For each line below that contains the string "negative", copy that line.

(Stored data entries)
=== Section Start ===

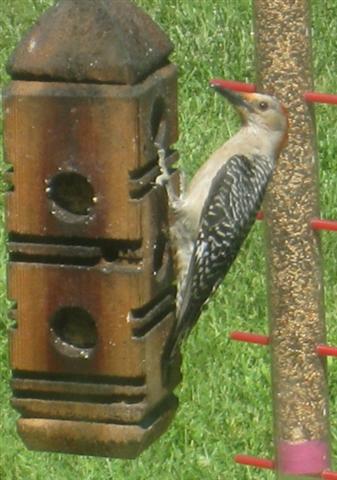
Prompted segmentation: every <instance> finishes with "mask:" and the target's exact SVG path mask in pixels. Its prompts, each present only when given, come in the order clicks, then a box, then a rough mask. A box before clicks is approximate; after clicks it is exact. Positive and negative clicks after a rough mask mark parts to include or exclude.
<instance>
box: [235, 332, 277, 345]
mask: <svg viewBox="0 0 337 480" xmlns="http://www.w3.org/2000/svg"><path fill="white" fill-rule="evenodd" d="M229 338H230V339H231V340H237V341H238V342H248V343H256V344H257V345H269V337H267V336H266V335H257V334H256V333H247V332H232V333H230V334H229Z"/></svg>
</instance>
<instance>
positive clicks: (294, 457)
mask: <svg viewBox="0 0 337 480" xmlns="http://www.w3.org/2000/svg"><path fill="white" fill-rule="evenodd" d="M277 467H278V471H279V472H281V473H283V474H286V475H319V474H321V473H322V472H323V470H325V469H327V468H328V467H329V447H328V444H327V443H326V442H322V441H318V440H311V441H307V442H303V443H289V442H284V441H281V442H280V443H279V445H278V461H277Z"/></svg>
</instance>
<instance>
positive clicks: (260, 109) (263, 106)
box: [259, 102, 269, 111]
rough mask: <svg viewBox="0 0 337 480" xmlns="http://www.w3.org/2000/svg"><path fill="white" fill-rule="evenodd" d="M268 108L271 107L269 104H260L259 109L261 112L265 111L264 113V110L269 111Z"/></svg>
mask: <svg viewBox="0 0 337 480" xmlns="http://www.w3.org/2000/svg"><path fill="white" fill-rule="evenodd" d="M268 107H269V105H268V103H267V102H260V103H259V109H260V110H263V111H264V110H267V109H268Z"/></svg>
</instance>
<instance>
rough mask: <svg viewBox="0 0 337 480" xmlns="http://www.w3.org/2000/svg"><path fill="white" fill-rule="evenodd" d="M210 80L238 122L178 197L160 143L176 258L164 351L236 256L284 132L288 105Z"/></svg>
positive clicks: (185, 325)
mask: <svg viewBox="0 0 337 480" xmlns="http://www.w3.org/2000/svg"><path fill="white" fill-rule="evenodd" d="M211 86H212V87H213V88H214V89H215V90H216V91H217V92H219V93H220V94H222V95H223V96H224V97H225V98H227V99H228V100H229V101H230V102H231V103H232V104H233V105H234V107H235V108H236V110H237V111H238V113H239V115H240V117H241V120H242V127H241V129H240V130H239V131H238V132H237V133H236V134H235V135H234V136H233V137H232V138H230V139H229V140H228V141H227V142H226V143H225V144H224V145H223V146H222V147H220V148H219V149H218V150H216V151H215V152H214V153H213V154H212V155H211V157H210V158H209V159H208V161H207V162H206V163H204V164H203V165H202V167H201V168H200V169H199V170H198V171H197V173H196V174H195V176H194V177H193V179H192V181H191V183H190V185H189V186H188V188H187V190H186V192H183V193H182V194H181V195H180V196H179V197H178V196H176V195H175V193H174V191H173V188H172V186H171V185H170V182H169V175H168V172H167V167H166V165H165V152H164V151H163V150H159V163H160V166H161V168H162V175H161V176H160V177H159V178H158V182H159V183H161V184H164V185H166V188H167V192H168V196H169V203H170V205H171V209H172V211H173V216H174V223H173V225H172V227H171V236H172V243H173V248H174V250H175V254H176V256H177V265H178V273H177V279H178V291H177V323H176V327H175V329H174V331H173V334H172V337H171V340H170V343H169V349H168V353H169V355H170V356H172V355H173V354H174V353H175V350H176V347H177V345H179V344H180V342H181V341H182V339H183V338H184V337H185V336H186V335H187V334H188V332H189V331H190V329H191V328H192V327H193V326H194V324H195V323H196V321H197V320H198V318H199V316H200V313H201V309H202V306H203V305H204V303H205V302H206V301H207V299H208V298H209V297H210V295H211V294H212V292H214V291H215V290H216V289H217V287H218V286H219V284H220V283H221V281H222V280H223V278H224V276H225V275H226V274H227V272H228V270H229V268H230V267H231V265H232V263H233V261H234V260H235V258H236V256H237V254H238V252H239V250H240V247H241V245H242V243H243V241H244V239H245V238H246V236H247V235H248V233H249V230H250V228H251V227H252V225H253V223H254V220H255V218H256V213H257V211H258V209H259V208H260V206H261V203H262V200H263V196H264V194H265V191H266V187H267V184H268V181H269V180H270V178H271V176H272V173H273V170H274V167H275V163H276V159H277V157H278V155H279V153H280V151H281V149H282V147H283V146H284V145H285V143H286V139H287V130H288V128H287V127H288V121H287V113H286V110H285V108H284V107H283V106H282V105H281V104H280V103H279V102H278V100H277V99H276V98H274V97H271V96H269V95H262V94H258V93H238V92H234V91H232V90H229V89H227V88H224V86H223V83H222V82H221V80H220V81H219V80H214V81H212V82H211Z"/></svg>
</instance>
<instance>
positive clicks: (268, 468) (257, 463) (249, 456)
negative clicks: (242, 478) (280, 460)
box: [234, 454, 275, 470]
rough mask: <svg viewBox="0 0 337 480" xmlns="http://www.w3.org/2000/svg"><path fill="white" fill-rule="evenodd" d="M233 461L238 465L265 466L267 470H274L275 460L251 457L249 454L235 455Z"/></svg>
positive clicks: (263, 458) (253, 466)
mask: <svg viewBox="0 0 337 480" xmlns="http://www.w3.org/2000/svg"><path fill="white" fill-rule="evenodd" d="M234 461H235V462H236V463H239V464H240V465H247V466H248V467H256V468H266V469H268V470H274V468H275V462H274V461H273V460H267V459H266V458H257V457H252V456H251V455H241V454H239V455H235V457H234Z"/></svg>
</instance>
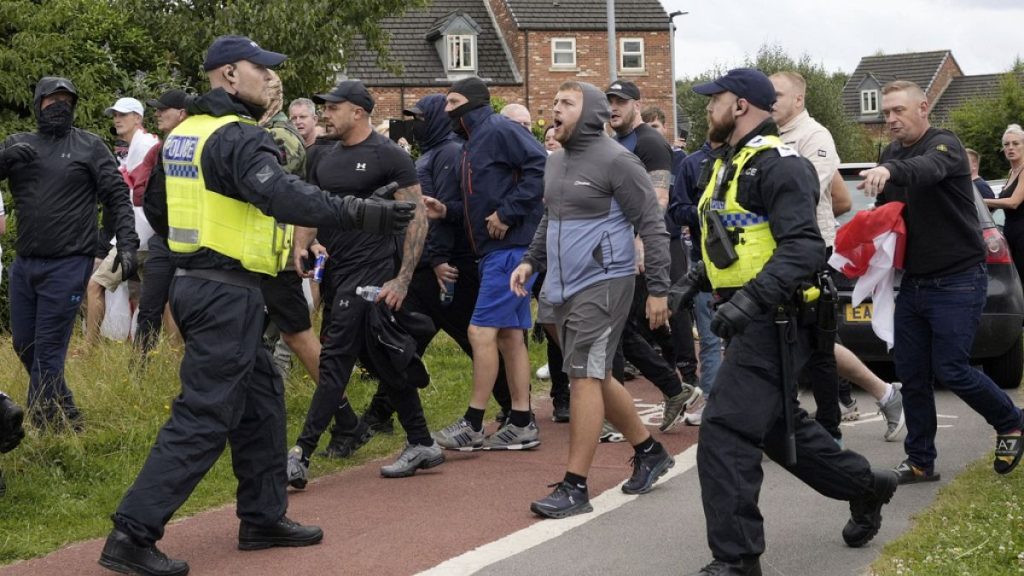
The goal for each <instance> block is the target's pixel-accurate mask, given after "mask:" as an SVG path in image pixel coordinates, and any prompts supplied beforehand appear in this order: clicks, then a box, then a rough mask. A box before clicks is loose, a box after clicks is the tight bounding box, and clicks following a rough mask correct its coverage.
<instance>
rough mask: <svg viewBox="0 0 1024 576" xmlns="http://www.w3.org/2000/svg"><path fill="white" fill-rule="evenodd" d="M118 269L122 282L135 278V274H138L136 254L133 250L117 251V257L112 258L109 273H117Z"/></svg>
mask: <svg viewBox="0 0 1024 576" xmlns="http://www.w3.org/2000/svg"><path fill="white" fill-rule="evenodd" d="M118 268H120V269H121V279H122V280H128V279H129V278H131V277H133V276H135V273H136V272H138V254H137V253H136V252H135V250H132V249H125V250H118V253H117V255H116V256H114V265H112V266H111V272H117V271H118Z"/></svg>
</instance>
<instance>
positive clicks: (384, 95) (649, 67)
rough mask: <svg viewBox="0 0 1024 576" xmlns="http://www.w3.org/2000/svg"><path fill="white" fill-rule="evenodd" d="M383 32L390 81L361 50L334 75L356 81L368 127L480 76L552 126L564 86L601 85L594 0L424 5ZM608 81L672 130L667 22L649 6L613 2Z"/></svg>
mask: <svg viewBox="0 0 1024 576" xmlns="http://www.w3.org/2000/svg"><path fill="white" fill-rule="evenodd" d="M381 28H382V29H384V30H387V31H389V32H390V33H391V45H390V47H391V55H392V57H393V58H394V59H395V60H397V61H398V63H400V65H401V66H402V69H403V70H402V73H401V74H399V75H396V74H393V73H391V72H388V71H386V70H383V69H381V68H380V67H378V66H377V61H376V54H375V53H371V52H369V51H368V50H367V49H366V48H365V45H361V46H362V47H361V48H360V47H358V46H359V45H360V43H359V42H357V43H356V45H357V47H356V48H354V49H353V52H352V53H351V54H349V57H348V66H347V69H346V70H345V71H344V73H343V74H342V75H339V76H340V77H347V78H351V79H358V80H361V81H362V82H364V83H365V84H366V85H367V86H368V87H369V88H370V89H371V92H373V94H374V97H375V98H376V99H377V106H376V108H375V110H374V114H373V116H374V122H375V123H380V122H381V121H383V120H386V119H388V118H399V117H400V115H401V110H402V109H403V108H408V107H410V106H412V105H413V104H414V102H416V100H417V99H419V98H420V97H422V96H424V95H426V94H430V93H436V92H444V91H446V90H447V88H449V87H450V86H451V85H452V83H453V82H454V81H456V80H459V79H461V78H465V77H467V76H474V75H475V76H479V77H480V78H482V79H483V80H484V81H485V82H486V83H487V85H488V86H489V88H490V92H492V94H493V95H496V96H500V97H501V98H503V99H505V100H506V101H508V102H519V104H522V105H523V106H525V107H526V108H528V109H529V111H530V114H531V115H532V117H534V120H535V122H536V121H537V120H539V119H542V118H543V119H545V121H549V122H550V120H551V102H552V100H553V99H554V96H555V92H556V91H557V88H558V85H559V84H561V83H562V82H564V81H566V80H580V81H584V82H590V83H592V84H594V85H596V86H598V87H599V88H601V89H604V88H605V87H606V86H607V84H608V83H609V79H610V77H609V69H608V36H607V19H606V12H605V2H603V1H598V0H433V1H432V2H431V3H430V5H429V6H427V7H426V8H420V9H410V10H409V11H407V12H406V13H404V14H403V15H401V16H395V17H389V18H385V19H383V20H381ZM615 31H616V50H615V52H616V59H617V63H616V64H617V76H618V78H620V79H623V80H631V81H633V82H636V83H637V85H638V86H640V90H641V93H642V94H643V95H644V106H649V105H653V106H657V107H659V108H660V109H662V110H664V111H665V113H666V114H667V115H668V116H669V118H668V120H669V122H672V124H670V125H675V118H674V114H673V113H674V112H675V106H673V95H672V94H673V74H672V71H673V67H672V64H673V63H672V53H671V44H672V42H671V40H672V39H671V33H670V20H669V16H668V14H667V13H666V12H665V9H664V8H663V7H662V5H660V3H659V2H658V1H657V0H616V2H615Z"/></svg>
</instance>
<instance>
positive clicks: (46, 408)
mask: <svg viewBox="0 0 1024 576" xmlns="http://www.w3.org/2000/svg"><path fill="white" fill-rule="evenodd" d="M77 104H78V91H77V90H76V89H75V85H74V84H73V83H72V82H71V80H68V79H67V78H59V77H54V76H47V77H45V78H42V79H41V80H40V81H39V83H38V84H36V93H35V100H34V105H35V112H36V123H37V126H38V130H37V131H36V132H22V133H17V134H11V135H10V136H7V138H6V139H5V140H4V141H3V143H2V145H0V179H3V178H7V181H8V183H9V186H10V190H11V194H12V196H13V197H14V211H15V213H16V215H17V224H18V225H17V238H16V239H15V241H14V249H15V251H16V253H17V256H15V258H14V261H13V263H12V264H11V266H10V327H11V335H12V341H13V344H14V352H16V353H17V356H18V359H19V360H20V361H22V364H24V365H25V369H26V371H27V372H28V373H29V399H28V409H29V413H30V416H31V419H32V422H33V423H34V424H35V425H36V426H37V427H39V428H41V429H48V428H51V427H52V428H60V427H65V426H70V427H72V428H74V429H75V430H79V429H81V427H82V414H81V412H79V410H78V407H77V406H76V405H75V399H74V397H73V395H72V392H71V389H70V388H69V387H68V383H67V382H66V381H65V377H63V364H65V357H66V356H67V354H68V342H69V341H70V340H71V332H72V328H73V326H74V321H75V316H76V314H77V313H78V308H79V306H80V305H81V303H82V296H83V294H84V292H85V286H86V282H88V280H89V276H90V275H91V274H92V258H93V254H94V252H95V241H96V240H95V239H96V221H97V213H96V203H97V202H102V204H103V208H104V211H105V212H106V214H108V216H109V217H110V218H111V219H112V221H113V222H114V228H115V231H116V236H117V252H118V255H117V259H116V260H115V264H114V270H115V272H117V271H121V273H122V274H123V276H124V278H125V280H127V279H128V278H129V277H131V276H132V275H134V274H135V251H136V250H137V249H138V236H136V235H135V216H134V213H133V212H132V207H131V200H130V193H129V192H128V187H127V186H126V184H125V181H124V178H122V177H121V173H120V172H118V166H117V163H116V162H115V160H114V156H113V155H112V154H111V151H110V150H109V149H108V148H106V146H105V145H104V143H103V140H101V139H100V138H99V136H97V135H95V134H93V133H91V132H86V131H85V130H81V129H79V128H75V127H74V126H73V123H74V120H75V106H76V105H77Z"/></svg>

=== Section End ===

◆ Response area
Prompted segmentation: every <instance> finishes with "mask:" and the target's exact SVG path mask in pixels. Its prompts, each present only when given, come in the order clicks, then a box, then a rough mask. A box before clicks is approximate; after clicks it is exact. Positive and negative clicks after a rough mask mark parts to include or exclude.
negative clicks: (242, 478) (280, 460)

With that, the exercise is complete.